• Task
Give the items below as a two-column CSV with the headers instruction and keypoints, one row per item, holding its text and its answer, each in a single quoted field with line breaks replaced by spaces. Leave the picture out.

• Data provided
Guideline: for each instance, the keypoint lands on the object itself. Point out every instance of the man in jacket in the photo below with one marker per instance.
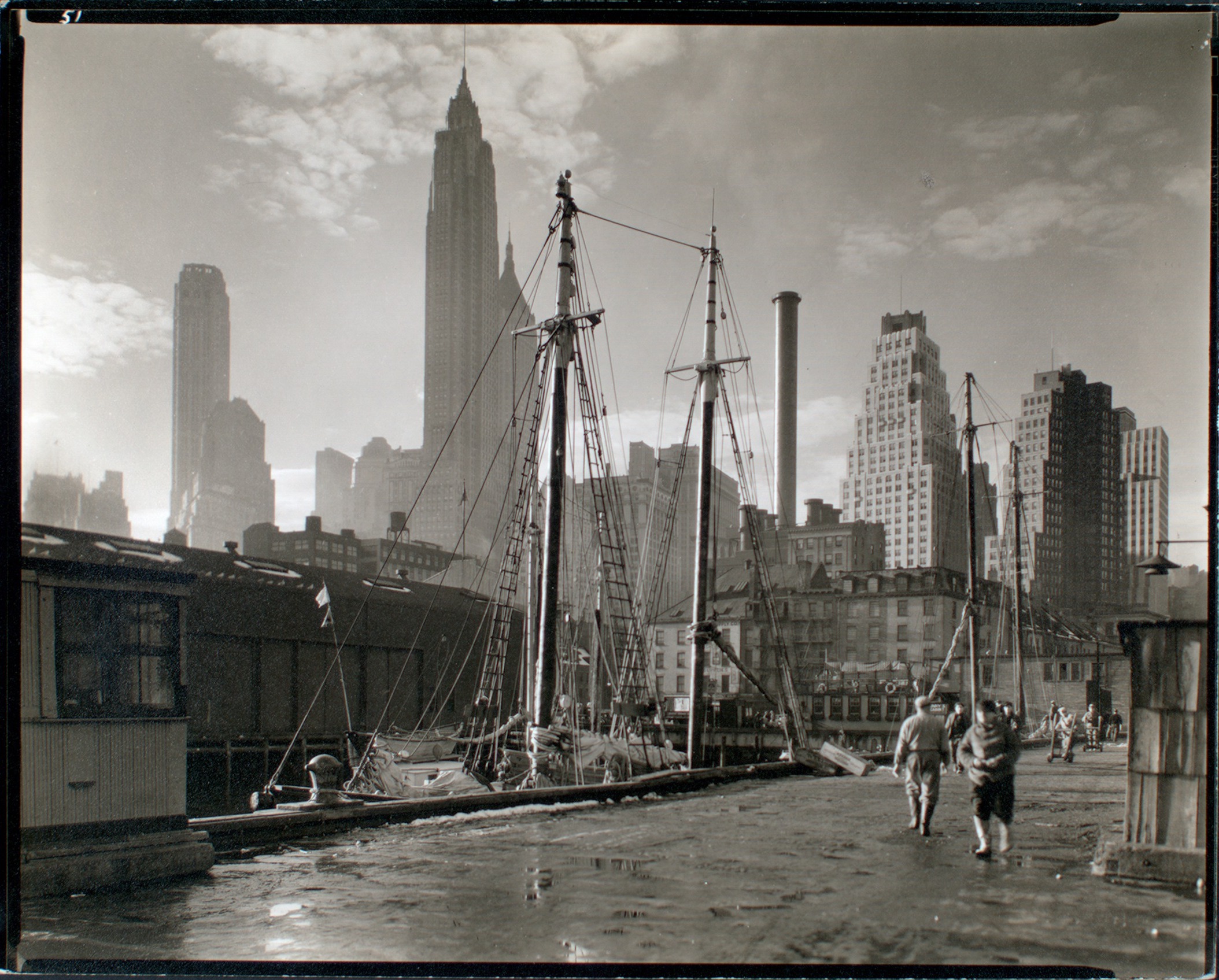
(958, 723)
(989, 752)
(922, 749)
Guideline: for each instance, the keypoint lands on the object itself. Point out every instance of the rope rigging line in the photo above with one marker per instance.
(642, 231)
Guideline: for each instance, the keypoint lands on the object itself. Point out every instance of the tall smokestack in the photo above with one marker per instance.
(785, 406)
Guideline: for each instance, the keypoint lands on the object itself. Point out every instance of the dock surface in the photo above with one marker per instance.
(800, 871)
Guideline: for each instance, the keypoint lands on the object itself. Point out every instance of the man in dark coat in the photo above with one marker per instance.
(989, 752)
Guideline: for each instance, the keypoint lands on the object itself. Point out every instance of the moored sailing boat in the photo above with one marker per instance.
(539, 731)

• Correct result
instruction,keypoints
"Guideline: for each instance, the keypoint lands on the object itself. Point out every instance of the man in jacket in the photo below with one marker per instance.","(958, 723) (989, 752) (922, 749)"
"Guideline: for each instance, the keypoint lands on the object itself. Point out every instance of the rope rigging line in the photo above with one marker per instance.","(642, 231)"
"Guideline: for each instance, the keypoint lands on the object itself. Point out every instance of the tall smokestack in the photo above with one marker per instance.","(785, 406)"
"Guideline: for each instance, the keypoint lands on the object itself. Point out every instance of the dock surface in the photo above with one marker per instance.","(800, 871)"
"Guideline: for each instance, the keypoint lands on the object itself. Point out every instance of the man in dark coat in the photo above with one marker per instance.","(989, 752)"
"Guideline: for each instance, the keypoint lands on the object itself. Point out every instance of the moored sailing boat in the photo above with one marker per instance.","(539, 731)"